(Beginning of PAGE TEXT)
Slow Data Count in New Server Migration

andyasne · May 30, 2024, 2:15pm

Hi Team,

As part of our server migration process, we've implemented a new server setup and created a straightforward datasource whose sole function is to count the number of clients (both open and closed cases). We started the build for this datasource, but the progress is concerning. After three days, it has only managed to account for approximately 20% of the data, which totals around 23 million client cases.

The counter quickly adds a few thousand, then stops for several seconds, and starts again. It’s moving very slowly, which is unusual since it's just counting cases.

Currently, there are no other UCRs running that could be affecting its performance.

Issues:

Slow progress in data counting on the new server.
Only 20% of the data has been processed in three days, far below expectations.

Questions:

What could be causing the counting process to be this slow?
Are there specific logs or tools we can use to diagnose issues on the new server?
Can anyone suggest configurations or optimizations that might improve the performance of our data processing?

Server Specs
Celery:
5 VMs (1 shared with pillow) - 16vCPUs and 32GB RAM each
Pillows:
3 VMs (1 shared with celery) - 16vCPUs and 32GB RAM each
Databases:
Main DB VM - 32vCPUs and 128GB RAM with SSD disk
UCR DB VM - 32vCPUs and 128GB RAM with SSD disk

UCR Datasource Definition

Here are the Logs
https://drive.google.com/drive/folders/1HLH1tlhAXlmGXut7rBDZC7PzAYyXH1jv?usp=sharing

Thank you!

mkangia · May 31, 2024, 1:29pm

Hi,

Just responding for some observations first,

The counter quickly adds a few thousand, then stops for several seconds, and starts again

This is expected to happen because the cases are processed in chunks. So, some data is picked for processing, dumped to the table and then the next batch is picked up. Hence, you might see a pause in between.

It’s moving very slowly, which is unusual since it's just counting cases.

Can you share why you say its just counting cases?
A datasource will process every case for all columns/indicators configured and save that as a new row in the datasource table. So, its iterating through all cases and processing them.

Also, if you just need the count of cases, that should be available in Case List, given that you have already indexed all the data into Elasticsearch after the migration to the new server. In Case List, you can see the total number of cases in the summary just under the table showing the results.
(End of PAGE TEXT)
(Beginning of RECORDS SHOWN)
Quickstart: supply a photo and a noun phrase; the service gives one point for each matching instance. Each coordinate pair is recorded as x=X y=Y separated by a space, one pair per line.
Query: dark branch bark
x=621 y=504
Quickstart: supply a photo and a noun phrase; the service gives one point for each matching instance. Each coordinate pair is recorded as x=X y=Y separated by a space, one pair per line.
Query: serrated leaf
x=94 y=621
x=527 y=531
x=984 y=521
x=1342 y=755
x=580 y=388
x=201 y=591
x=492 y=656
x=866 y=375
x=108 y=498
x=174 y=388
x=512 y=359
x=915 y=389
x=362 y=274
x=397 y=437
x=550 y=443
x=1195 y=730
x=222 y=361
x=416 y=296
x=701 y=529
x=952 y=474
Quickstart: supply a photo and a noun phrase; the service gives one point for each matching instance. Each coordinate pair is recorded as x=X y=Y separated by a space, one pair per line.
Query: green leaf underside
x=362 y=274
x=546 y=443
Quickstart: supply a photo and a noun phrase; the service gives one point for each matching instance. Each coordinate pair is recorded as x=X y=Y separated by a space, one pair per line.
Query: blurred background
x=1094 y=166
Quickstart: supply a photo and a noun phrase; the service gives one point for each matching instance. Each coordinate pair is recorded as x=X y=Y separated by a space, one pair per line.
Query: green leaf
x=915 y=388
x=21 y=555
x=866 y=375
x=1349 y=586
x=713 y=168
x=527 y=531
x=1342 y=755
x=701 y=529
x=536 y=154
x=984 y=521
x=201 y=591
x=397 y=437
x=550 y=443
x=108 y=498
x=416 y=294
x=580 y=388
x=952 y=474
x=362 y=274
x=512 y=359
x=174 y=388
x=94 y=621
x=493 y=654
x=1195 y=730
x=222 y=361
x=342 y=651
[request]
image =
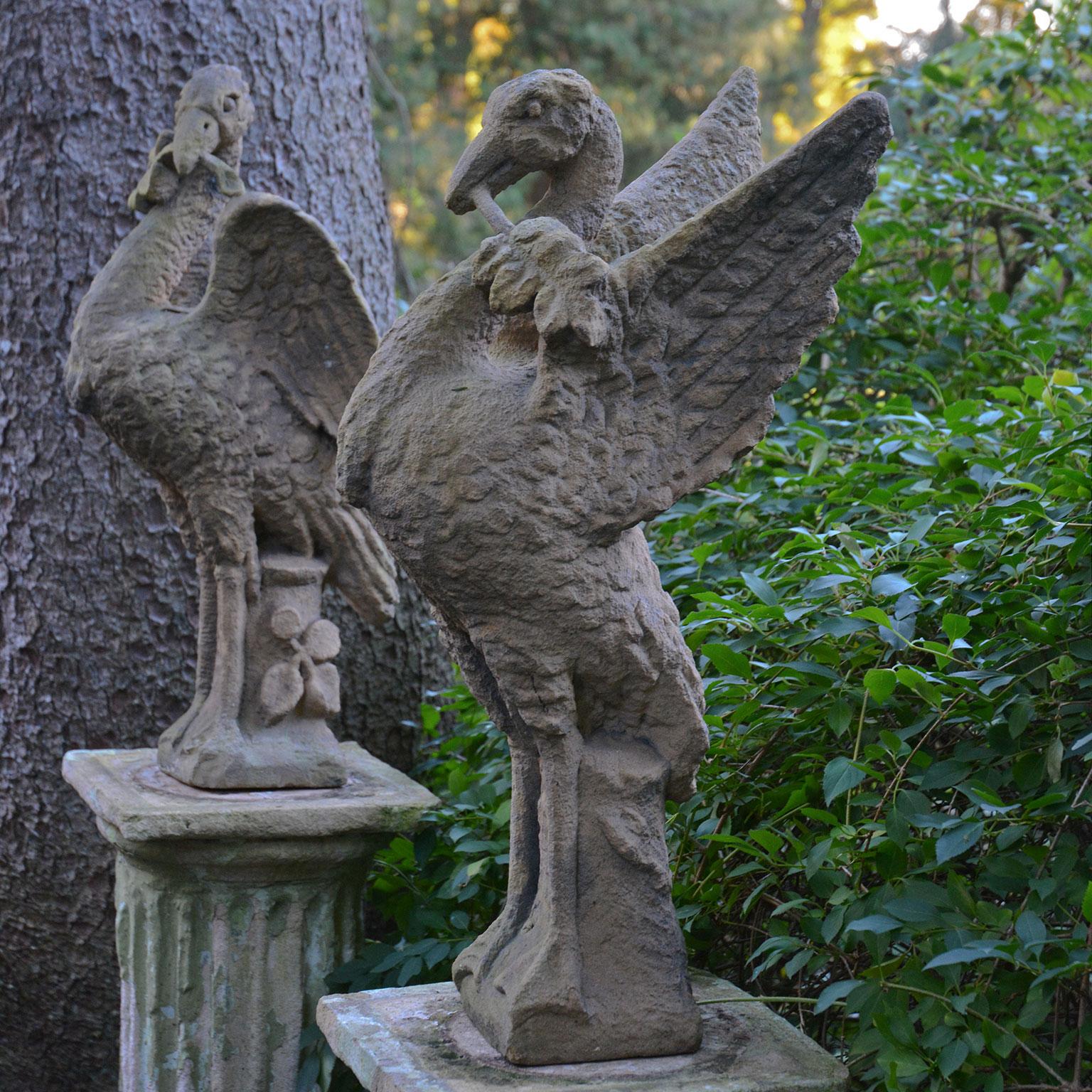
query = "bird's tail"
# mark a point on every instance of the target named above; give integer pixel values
(360, 566)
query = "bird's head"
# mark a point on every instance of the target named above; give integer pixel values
(211, 117)
(539, 122)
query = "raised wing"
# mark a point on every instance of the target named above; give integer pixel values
(279, 284)
(721, 310)
(722, 150)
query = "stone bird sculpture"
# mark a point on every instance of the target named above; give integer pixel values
(232, 407)
(586, 369)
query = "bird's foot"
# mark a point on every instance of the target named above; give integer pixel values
(178, 729)
(476, 960)
(541, 264)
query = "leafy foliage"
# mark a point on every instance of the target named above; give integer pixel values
(892, 606)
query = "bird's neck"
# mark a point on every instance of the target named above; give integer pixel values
(581, 189)
(152, 260)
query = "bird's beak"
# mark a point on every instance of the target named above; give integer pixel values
(485, 164)
(197, 134)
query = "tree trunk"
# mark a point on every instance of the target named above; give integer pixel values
(97, 600)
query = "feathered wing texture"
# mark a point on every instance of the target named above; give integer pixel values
(360, 567)
(722, 150)
(279, 289)
(281, 296)
(717, 314)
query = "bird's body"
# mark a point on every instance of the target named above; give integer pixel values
(508, 458)
(235, 461)
(232, 407)
(489, 513)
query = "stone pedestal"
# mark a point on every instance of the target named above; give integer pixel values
(419, 1040)
(230, 910)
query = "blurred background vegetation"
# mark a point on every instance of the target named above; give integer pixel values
(656, 63)
(890, 600)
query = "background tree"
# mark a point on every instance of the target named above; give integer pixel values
(890, 602)
(96, 597)
(656, 63)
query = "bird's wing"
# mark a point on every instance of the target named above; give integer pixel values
(717, 314)
(279, 291)
(722, 150)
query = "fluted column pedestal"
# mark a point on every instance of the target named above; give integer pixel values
(232, 908)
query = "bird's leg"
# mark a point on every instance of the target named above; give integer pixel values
(225, 692)
(207, 641)
(522, 869)
(556, 974)
(254, 564)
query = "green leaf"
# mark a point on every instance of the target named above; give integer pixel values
(880, 682)
(957, 841)
(1054, 754)
(875, 615)
(760, 589)
(727, 661)
(890, 583)
(835, 992)
(874, 923)
(840, 776)
(953, 1056)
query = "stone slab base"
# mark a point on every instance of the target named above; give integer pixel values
(232, 908)
(419, 1040)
(End of RECORDS SHOWN)
EXERCISE DESCRIPTION — Repeat, word for word, the part of the thread about the slow datasource build that opens with the words containing "Can you share" and closes with "and processing them.".

REPLY —
Can you share why you say its just counting cases?
A datasource will process every case for all columns/indicators configured and save that as a new row in the datasource table. So, its iterating through all cases and processing them.